- **Exercise prompt**:
Reproduce every entry exactly as written.

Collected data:
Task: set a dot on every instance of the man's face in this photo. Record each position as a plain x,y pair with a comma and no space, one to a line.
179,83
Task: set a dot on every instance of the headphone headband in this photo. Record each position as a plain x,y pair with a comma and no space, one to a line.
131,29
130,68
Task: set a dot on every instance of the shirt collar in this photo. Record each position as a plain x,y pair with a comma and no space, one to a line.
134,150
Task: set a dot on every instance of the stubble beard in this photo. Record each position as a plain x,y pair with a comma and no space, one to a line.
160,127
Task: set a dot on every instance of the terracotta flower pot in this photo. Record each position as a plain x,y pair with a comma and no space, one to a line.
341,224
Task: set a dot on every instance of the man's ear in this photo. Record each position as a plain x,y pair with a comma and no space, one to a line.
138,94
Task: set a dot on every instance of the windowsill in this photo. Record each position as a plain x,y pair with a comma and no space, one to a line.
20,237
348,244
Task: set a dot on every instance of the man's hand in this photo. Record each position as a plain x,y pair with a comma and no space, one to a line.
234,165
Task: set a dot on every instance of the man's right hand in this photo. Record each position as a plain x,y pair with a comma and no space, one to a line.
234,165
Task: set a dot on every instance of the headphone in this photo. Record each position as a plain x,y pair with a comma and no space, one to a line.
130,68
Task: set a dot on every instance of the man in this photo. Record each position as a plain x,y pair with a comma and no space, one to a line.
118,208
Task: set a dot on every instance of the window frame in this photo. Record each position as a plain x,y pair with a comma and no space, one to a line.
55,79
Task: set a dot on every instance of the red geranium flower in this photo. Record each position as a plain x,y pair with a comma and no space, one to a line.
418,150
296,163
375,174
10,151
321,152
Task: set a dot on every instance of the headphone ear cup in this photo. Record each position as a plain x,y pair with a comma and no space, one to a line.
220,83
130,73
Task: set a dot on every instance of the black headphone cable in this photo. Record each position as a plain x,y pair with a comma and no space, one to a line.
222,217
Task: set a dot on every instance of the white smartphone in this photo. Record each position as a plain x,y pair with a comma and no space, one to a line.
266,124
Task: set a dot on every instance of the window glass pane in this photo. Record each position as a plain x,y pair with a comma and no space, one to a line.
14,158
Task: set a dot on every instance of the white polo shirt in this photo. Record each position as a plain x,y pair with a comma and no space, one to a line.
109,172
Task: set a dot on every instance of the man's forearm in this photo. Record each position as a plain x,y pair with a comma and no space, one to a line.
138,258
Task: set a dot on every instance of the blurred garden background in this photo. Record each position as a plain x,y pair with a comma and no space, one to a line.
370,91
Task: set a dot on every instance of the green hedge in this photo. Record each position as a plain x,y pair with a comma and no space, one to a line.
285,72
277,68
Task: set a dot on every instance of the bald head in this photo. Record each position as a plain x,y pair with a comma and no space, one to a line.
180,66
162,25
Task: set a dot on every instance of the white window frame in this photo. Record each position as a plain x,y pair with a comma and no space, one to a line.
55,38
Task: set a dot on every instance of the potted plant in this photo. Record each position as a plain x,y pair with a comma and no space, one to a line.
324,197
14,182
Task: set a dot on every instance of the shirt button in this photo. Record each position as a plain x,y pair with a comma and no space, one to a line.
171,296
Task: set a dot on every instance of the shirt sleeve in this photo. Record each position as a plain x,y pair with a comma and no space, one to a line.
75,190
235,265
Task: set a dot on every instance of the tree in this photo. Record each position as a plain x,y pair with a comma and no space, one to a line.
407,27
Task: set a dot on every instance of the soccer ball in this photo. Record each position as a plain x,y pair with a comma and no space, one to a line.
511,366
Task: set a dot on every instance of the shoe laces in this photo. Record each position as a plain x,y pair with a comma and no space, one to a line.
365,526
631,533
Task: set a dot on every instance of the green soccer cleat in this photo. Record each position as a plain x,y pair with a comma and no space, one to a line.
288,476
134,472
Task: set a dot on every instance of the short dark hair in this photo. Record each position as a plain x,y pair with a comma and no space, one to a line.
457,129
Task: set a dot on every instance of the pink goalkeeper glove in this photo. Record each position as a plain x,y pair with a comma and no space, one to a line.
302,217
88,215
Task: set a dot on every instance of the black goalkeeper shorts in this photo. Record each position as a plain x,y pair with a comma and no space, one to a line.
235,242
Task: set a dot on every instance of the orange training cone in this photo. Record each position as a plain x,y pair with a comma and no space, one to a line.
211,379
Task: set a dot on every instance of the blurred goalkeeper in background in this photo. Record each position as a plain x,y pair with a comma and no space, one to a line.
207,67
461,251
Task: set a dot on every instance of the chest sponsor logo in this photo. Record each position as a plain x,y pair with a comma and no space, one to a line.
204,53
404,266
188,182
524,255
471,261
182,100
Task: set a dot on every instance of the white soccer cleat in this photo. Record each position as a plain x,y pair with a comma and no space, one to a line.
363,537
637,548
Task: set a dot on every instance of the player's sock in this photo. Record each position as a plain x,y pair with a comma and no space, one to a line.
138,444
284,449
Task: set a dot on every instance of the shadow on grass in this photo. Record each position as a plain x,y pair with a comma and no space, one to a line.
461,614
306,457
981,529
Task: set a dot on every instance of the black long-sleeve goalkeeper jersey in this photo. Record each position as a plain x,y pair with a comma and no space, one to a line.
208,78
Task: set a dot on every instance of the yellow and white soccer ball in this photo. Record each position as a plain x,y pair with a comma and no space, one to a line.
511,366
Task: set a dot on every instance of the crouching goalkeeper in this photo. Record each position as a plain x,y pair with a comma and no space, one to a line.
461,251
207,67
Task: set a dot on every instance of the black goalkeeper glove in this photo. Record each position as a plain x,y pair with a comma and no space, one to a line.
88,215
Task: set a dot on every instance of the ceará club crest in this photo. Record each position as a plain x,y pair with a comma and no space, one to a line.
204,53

- **Exercise answer**:
Task: set a dot on every instance of the man's face in this photo. Record each position as a plain x,y pair with a comma and no space, one to a line.
179,83
Task: set a dot on every instance of the headphone headband in this photo. Record each position as a plain x,y pair with a comma and no space, one to a line.
131,29
130,68
Task: set a dot on every instance of the shirt collar in this photo. Record each position as a plain x,y pair with a comma and no space, one to a line.
134,150
Task: set a dot on every instance of the stubble beard in this photo. Record each position as a plain x,y pair with a comma and no space, one to a line.
160,127
Task: set a dot on every instance of the terracotta flower pot in this photo. Record each position as a plain x,y pair with a comma and no space, one to a line.
341,224
Task: set a dot on every instance of the man's ear in this photo. Record each position as a plain x,y pair with a comma and no space, one to a line.
138,94
Task: set a dot on every instance of the windowsill in this photo. Record each position as a plain x,y pair with a comma and no space, one to a line.
20,237
348,244
Task: set a dot on every instance of the man's hand in this photo. Record each position as a plain x,y pair with a comma and no space, one to a line.
234,165
Task: set a dot on every instance of the man's right hand in this photo. Record each position as a plain x,y pair with a comma and no space, one to a line.
234,165
Task: set a dot on every instance of the headphone in this photo. Record each position as a plain x,y pair with a comma and no space, one to a line.
130,68
Task: set a dot on every instance of the man in this photo. Record each position as a plain x,y pair with a comma and no space, one to a line.
118,208
Task: set a dot on every instance of the window frame in this photo. Record each position as a plain x,y pair with a comma and no space, one to a line.
55,79
Task: set a dot on every instance of the red geranium flower in this photo. Record each position as a plain x,y pair with a comma and no space, one to a line.
418,150
296,163
375,174
10,151
321,152
Task: set a dot on every instance of the headphone ear cup in this photo. Record each position as a plain x,y pair with a comma and no space, one to a line.
220,83
130,73
Task: set a dot on every instance of the black headphone cable in this photo. Record each position as a plain x,y pair with a comma and no space, one to a line.
222,217
Task: set a dot on every instance of the white smartphone in this photo. Record each position as a plain x,y pair with a comma and no space, one to a line.
266,124
Task: set a dot on every instance of the window glass pane in this photo. Record each position as a plain x,y pair with a comma and no space, one to a line.
14,158
Task: set a dot on every instance of the white polo shirt in this photo. Record each position as a plain x,y pair with a comma and no space, one to a line.
109,172
Task: set a dot on every instance of the man's forearm in this photo. Record each position as a plain x,y pair with a comma and no space, one to a line.
138,258
Task: set a dot on every instance of the blurred garden background in this photo. Record each position as a plain x,y pair with a comma and no space, one to a line.
370,91
Task: set a dot on every instance of the green hedge in this photo. Record each position as a plain x,y pair with a comma and no space, one to a line.
285,72
277,68
Task: set a dot on every instance of the bald head in this photo. Record each position as a plain x,y pair with a comma and no space, one to a line.
180,66
162,25
Task: set a dot on every instance of the white window frame in this photo. Record each position as a plain x,y pair with a comma and no space, one to a line.
55,38
Task: set a dot on every instance of the potted plant in this photo. Record each position as a plain x,y pair with a comma and no space, one to a line.
324,197
14,182
Task: set a dot on every instance of the shirt button in this photo. Record each position as a plain x,y pair with a comma and no space, one to a line.
171,296
Task: set a dot on every instance of the shirt sleeve in this photo. Record each position as a plain x,y pair with a comma and no space, one to a line.
75,190
235,265
Task: set a dot on every instance of the tree in this photo. Record each position as a plain x,y pair with a comma and no space, one to a line.
407,27
Task: set a dot on every instance of the soccer ball in this photo. Record each position as a plain x,y pair with a comma and no space, one to a line.
511,366
Task: set a dot on every instance of the shoe laces in this photo. Record each position as a plain x,y pair with a comma and no space, one to a line.
365,526
631,533
Task: set a dot on every instance of the green soccer cleat in this photo. Record each position as a plain x,y pair with a comma and no space, one to a line.
288,476
134,472
Task: set a dot on every instance of the short dark hair in this photo. Record each position as a plain x,y pair with a comma and no space, one to a line.
457,129
Task: set a dot on every instance of the pink goalkeeper glove in this photo. Record each position as a plain x,y pair with a comma and no space, one to a line.
302,217
88,215
Task: set a dot on every instance of the black goalkeeper shorts in this photo. Record each position as a plain x,y pair with a comma and no space, one to a line.
235,242
Task: set a dot on every instance of the orange training cone in this photo. Record each position as a plain x,y pair with a comma and no space, one to a line.
211,379
Task: set a dot on every instance of the blurred goalkeeper in background in this photo. Record each position as a plain x,y pair with a comma and no space, one to a line.
207,67
461,251
Task: set a dot on every instance of the chest sponsor logo in this photo. Record each position as a plain x,y pair with a comma and no space, one to a line.
204,53
404,266
188,182
524,255
471,261
182,100
Task: set a dot on every instance of the white soccer cleat in this photo. Record each position as a plain x,y pair with a comma and no space, one to a line.
363,537
637,548
Task: set a dot on every instance of the player's sock in this photo. Record each position as a plain x,y pair with a comma and no space, one to a line.
138,444
284,449
Task: set a dot on every instance of the shadow on grass in this photo. Record each position as a plain x,y pair with a comma and no space, one to a line.
461,614
306,457
981,529
Task: set a dot on every instance of the black long-sleeve goalkeeper jersey in this photo. Record each position as a plain x,y pair with a comma and no space, one to a line.
208,78
Task: set a dot on every instance of the yellow and white soccer ball in this photo. Record each position as a plain x,y pair with a comma and no space, one to a line.
511,366
Task: set a dot on every instance of the crouching goalkeeper in this photo. Record each position as a plain x,y pair with a comma and no space, one to a line.
461,251
207,67
Task: set a dot on every instance of the black goalkeeper glove in this photo. Record each position as a plain x,y pair with a comma and no space, one to a line.
88,215
Task: set a dot on every instance of the ceará club crest in this photo. Record each position as a plain x,y pair with a comma and no space, one to a line.
204,53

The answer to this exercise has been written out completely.